Records from a dataset:
++++

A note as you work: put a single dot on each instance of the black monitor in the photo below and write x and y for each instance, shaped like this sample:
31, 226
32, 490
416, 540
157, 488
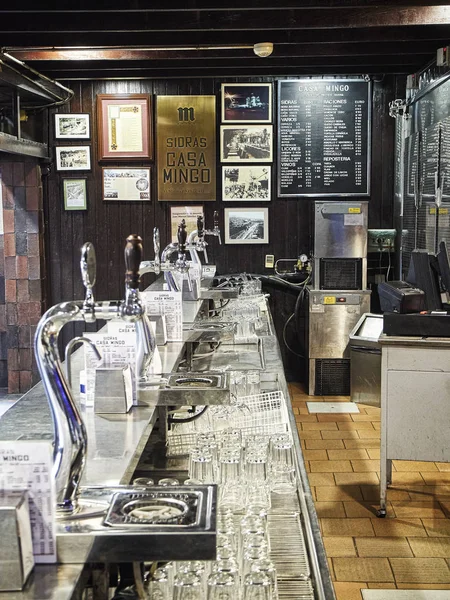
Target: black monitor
424, 273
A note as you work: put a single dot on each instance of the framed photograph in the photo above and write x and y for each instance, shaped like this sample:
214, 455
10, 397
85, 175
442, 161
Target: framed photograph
124, 127
246, 226
246, 183
72, 126
73, 158
74, 192
246, 143
247, 102
126, 183
189, 214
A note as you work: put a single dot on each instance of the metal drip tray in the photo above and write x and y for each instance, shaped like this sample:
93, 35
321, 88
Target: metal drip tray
151, 509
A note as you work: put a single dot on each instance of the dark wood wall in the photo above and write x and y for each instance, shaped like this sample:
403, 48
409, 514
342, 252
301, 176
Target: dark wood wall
107, 224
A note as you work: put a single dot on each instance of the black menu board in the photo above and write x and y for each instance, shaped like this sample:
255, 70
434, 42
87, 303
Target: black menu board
323, 137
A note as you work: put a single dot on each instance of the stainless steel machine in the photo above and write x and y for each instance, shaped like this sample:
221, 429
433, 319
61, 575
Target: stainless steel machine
338, 297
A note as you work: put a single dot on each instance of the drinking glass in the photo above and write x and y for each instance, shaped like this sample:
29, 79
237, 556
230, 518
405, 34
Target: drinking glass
222, 585
257, 586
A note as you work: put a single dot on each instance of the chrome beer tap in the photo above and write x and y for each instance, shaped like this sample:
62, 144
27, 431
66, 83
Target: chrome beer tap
70, 440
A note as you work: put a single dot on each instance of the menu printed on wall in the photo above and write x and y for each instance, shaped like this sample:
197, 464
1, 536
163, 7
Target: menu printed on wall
323, 137
27, 465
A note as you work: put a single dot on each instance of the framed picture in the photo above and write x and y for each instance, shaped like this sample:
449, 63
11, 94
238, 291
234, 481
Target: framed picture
73, 158
74, 193
189, 214
246, 143
124, 127
246, 226
247, 102
126, 183
246, 183
72, 126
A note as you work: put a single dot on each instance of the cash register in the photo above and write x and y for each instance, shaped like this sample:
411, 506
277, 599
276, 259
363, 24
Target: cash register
419, 306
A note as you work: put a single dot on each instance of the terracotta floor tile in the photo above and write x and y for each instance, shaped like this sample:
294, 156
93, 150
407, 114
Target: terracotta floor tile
339, 435
359, 510
347, 527
365, 465
309, 435
356, 478
362, 443
356, 453
315, 455
437, 478
348, 590
430, 547
425, 510
398, 527
358, 418
384, 547
319, 427
414, 465
331, 466
319, 479
335, 417
336, 494
324, 444
443, 466
363, 569
356, 426
368, 434
419, 570
436, 527
405, 478
339, 546
330, 510
374, 453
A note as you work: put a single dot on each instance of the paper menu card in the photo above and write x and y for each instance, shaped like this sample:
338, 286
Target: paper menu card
27, 465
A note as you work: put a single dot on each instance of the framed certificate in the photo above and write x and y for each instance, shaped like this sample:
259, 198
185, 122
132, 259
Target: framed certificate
126, 183
124, 127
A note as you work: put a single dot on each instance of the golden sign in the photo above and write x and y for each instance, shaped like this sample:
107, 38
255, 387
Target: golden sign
186, 148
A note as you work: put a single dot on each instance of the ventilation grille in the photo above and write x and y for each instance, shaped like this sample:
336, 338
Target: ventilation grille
332, 377
341, 274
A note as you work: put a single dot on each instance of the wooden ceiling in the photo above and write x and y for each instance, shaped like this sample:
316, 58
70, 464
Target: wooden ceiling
199, 38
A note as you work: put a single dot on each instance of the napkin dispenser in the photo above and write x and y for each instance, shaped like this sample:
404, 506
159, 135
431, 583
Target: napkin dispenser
16, 548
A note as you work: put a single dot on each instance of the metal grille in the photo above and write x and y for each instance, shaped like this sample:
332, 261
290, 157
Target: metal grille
340, 273
332, 377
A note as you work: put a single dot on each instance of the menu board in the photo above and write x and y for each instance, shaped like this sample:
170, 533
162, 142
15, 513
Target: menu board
324, 137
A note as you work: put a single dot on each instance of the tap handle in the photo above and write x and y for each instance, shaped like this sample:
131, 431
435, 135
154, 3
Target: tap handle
156, 247
200, 227
133, 258
182, 235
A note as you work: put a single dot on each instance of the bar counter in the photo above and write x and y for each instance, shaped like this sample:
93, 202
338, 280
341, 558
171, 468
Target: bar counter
115, 445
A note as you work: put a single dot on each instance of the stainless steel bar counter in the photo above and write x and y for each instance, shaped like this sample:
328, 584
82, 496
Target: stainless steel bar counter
116, 443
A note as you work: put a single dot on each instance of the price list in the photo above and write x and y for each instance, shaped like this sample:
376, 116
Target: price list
323, 137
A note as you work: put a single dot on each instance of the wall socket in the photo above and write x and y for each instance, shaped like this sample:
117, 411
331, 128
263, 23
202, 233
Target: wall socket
380, 240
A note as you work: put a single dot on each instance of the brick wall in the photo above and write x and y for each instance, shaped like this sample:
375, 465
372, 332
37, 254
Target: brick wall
22, 255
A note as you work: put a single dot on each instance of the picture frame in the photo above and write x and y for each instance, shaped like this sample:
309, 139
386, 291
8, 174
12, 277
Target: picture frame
73, 158
246, 183
247, 225
189, 214
124, 127
246, 102
126, 184
75, 194
246, 143
71, 126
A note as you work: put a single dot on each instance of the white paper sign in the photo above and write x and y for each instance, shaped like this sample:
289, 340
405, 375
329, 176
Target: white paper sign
169, 304
27, 465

++++

> PROBLEM REQUIREMENTS
Copy the records word for word, leaving no picture in the copy.

> EXPECTED ANSWER
A note as you work: put a single dot on each instance of the black monitor in the photo below and write x and y for each instance, shaped like this sample:
31, 226
32, 490
416, 540
157, 488
Target: black monitor
424, 273
A note as you work: put a single dot on each instance of the framed photograph in the photo above and write x and y for each instance, shaped like this sample:
214, 455
10, 397
85, 175
442, 161
Target: framed photograph
124, 127
246, 226
246, 183
72, 126
73, 158
74, 192
246, 143
247, 102
126, 183
189, 214
A note as you work: put a single dot on each instance of the metal drip tray in the photo above and write x and y for each instance, shaped like this sample:
93, 35
321, 88
Target: metal drip tray
151, 509
A note as you work: put a single dot on each instance of the dark wood wall in the photo above and write x and y for each instance, shaped like this sample:
403, 48
409, 514
342, 252
301, 176
Target: dark wood wall
107, 224
A note as you work: put a single dot on each instance of the black menu board in the photo above and write x and y for each instance, shaped like this sample:
255, 70
434, 42
87, 303
Target: black menu board
323, 137
A note as you work: put a single dot on each instance of the stainless steel machine in the photo above and write x and y for each instance, shaped like this sample:
221, 429
433, 319
61, 575
Target: stainless steel machine
338, 297
A note as you work: put a single dot on each instance of the drinking glass in the photo above and write x and y for each instance, shaped like this sample:
29, 79
237, 556
230, 518
405, 34
Target: drinking glass
222, 585
257, 586
A note as you work: put a single dot on each instance of the chrome beer tap in the photo above and write x and y for each instance, shaped like this sample:
62, 144
27, 431
66, 83
Target: chrome beer tap
70, 440
A note as you work: put a single dot on each instance of the menu printed on wall in the photo above and write x and y for each instance, shaped like this sample:
197, 464
1, 536
163, 7
Target: menu printed on wall
323, 137
27, 465
A note as you work: put a single dot on each instance of the framed picture in the photo above and write x and y for each instance, shaped like this sample:
449, 63
11, 94
238, 291
234, 481
Target: framed picture
73, 158
74, 193
189, 214
246, 143
124, 127
246, 226
247, 102
126, 183
246, 183
72, 126
A note as you work: put a single dot on each instance of the cash register in the photo above and write x and y for each instance, shaped like this sample:
411, 506
277, 599
276, 259
363, 24
Target: cash register
419, 306
A note as you work: put a single dot on each instance of the terracotta floor tile in the photo above and write x and y for each instance, shaped like this sample:
294, 156
93, 150
407, 114
Target: terracotta floor tile
339, 435
359, 510
347, 527
365, 465
309, 435
356, 478
362, 443
356, 453
315, 455
437, 478
348, 590
430, 547
425, 510
398, 527
358, 418
384, 547
319, 427
414, 465
331, 466
319, 479
335, 417
336, 494
324, 444
443, 466
363, 569
356, 426
368, 434
419, 570
436, 527
405, 478
339, 546
330, 510
374, 453
A note as you work: put a single dot on each instance of the paper menu card in the photo above and write x and y for each instance, shaped like this sample:
338, 286
Target: paper menu card
27, 465
A note as you work: put a single dot on each instance of the framed certificate in the photo above and write x and y for each instance, shaped like this sample:
259, 198
185, 122
132, 259
Target: framed certificate
126, 183
124, 127
A note as you work: put a single dot on each instance of the golden sign in the photo above and write x and y for each instance, shaped like this sample:
107, 38
255, 387
Target: golden sign
186, 148
A note as you work: put a single dot on each instance of the ventilation grille in the photo above and write x and y for each instance, shaped like this sample:
336, 338
Target: ventilation grille
332, 377
341, 274
A note as you work: put a single dot on each instance of the wooden ceiling in the photo above and write x and y for each instance, shaped like this sample:
316, 58
70, 464
Target: wooden ceiling
199, 38
A note as you work: put a single dot on each instance of the napkin dispenser in the photo above and write x and y for each instance, shaped like this sample:
404, 506
159, 135
431, 583
Target: napkin dispenser
16, 548
A note as you work: put a single dot on each instance of the metal grille in the photo above and write x and y for each instance, shaped like this sample:
332, 261
290, 157
Target: metal grille
340, 273
332, 377
A note as you work: put a single dot on each instance of the menu board in the photo above and write x and y for each instance, shaped like this sample:
170, 533
162, 142
15, 513
Target: menu board
324, 137
A note as you work: put a single dot on each instance of the tap handle in the photo above and write x and y for each instance, shaped like this sample:
131, 431
435, 135
154, 3
Target: tap handle
156, 247
200, 227
133, 258
182, 235
A note as you work: put a single dot on each instance of the bar counter in the photo above and write x and y for each instance, shaped like this sample:
93, 202
338, 280
341, 558
171, 468
Target: bar counter
115, 445
A note as you work: put a single dot on each instance of the stainless steel bar counter in the photo above and write x and y for each instance, shaped like this sample:
328, 584
82, 496
Target: stainless steel bar counter
116, 443
A note as you work: put a single dot on each instance of the price list in the photo above and write x and y for each instance, shaped like this sample:
376, 116
Target: price list
323, 137
A note as you work: put a single dot on each instance of the wall socket in the photo above and write x and y for each instance, shaped like this sample:
117, 411
331, 128
263, 23
202, 233
Target: wall socket
380, 240
A note as you work: put a single dot on each instance of the brick wall in the photo above and write x and y for each instance, shaped like this sample:
375, 465
372, 332
37, 254
Target: brick wall
22, 255
A note as you work: put a single dot on each instance of the picture frame in the photo above and write x and y for each instance, shaped like this sample:
309, 139
386, 291
8, 174
12, 277
Target: picture frame
73, 158
246, 183
247, 225
189, 214
124, 127
246, 102
126, 184
75, 194
246, 143
71, 126
A note as you work: put a single dot on each instance of the white paper sign in the photo above and write x and y for each instance, shaped like this sample:
289, 340
405, 375
329, 176
Target: white paper sign
169, 304
27, 465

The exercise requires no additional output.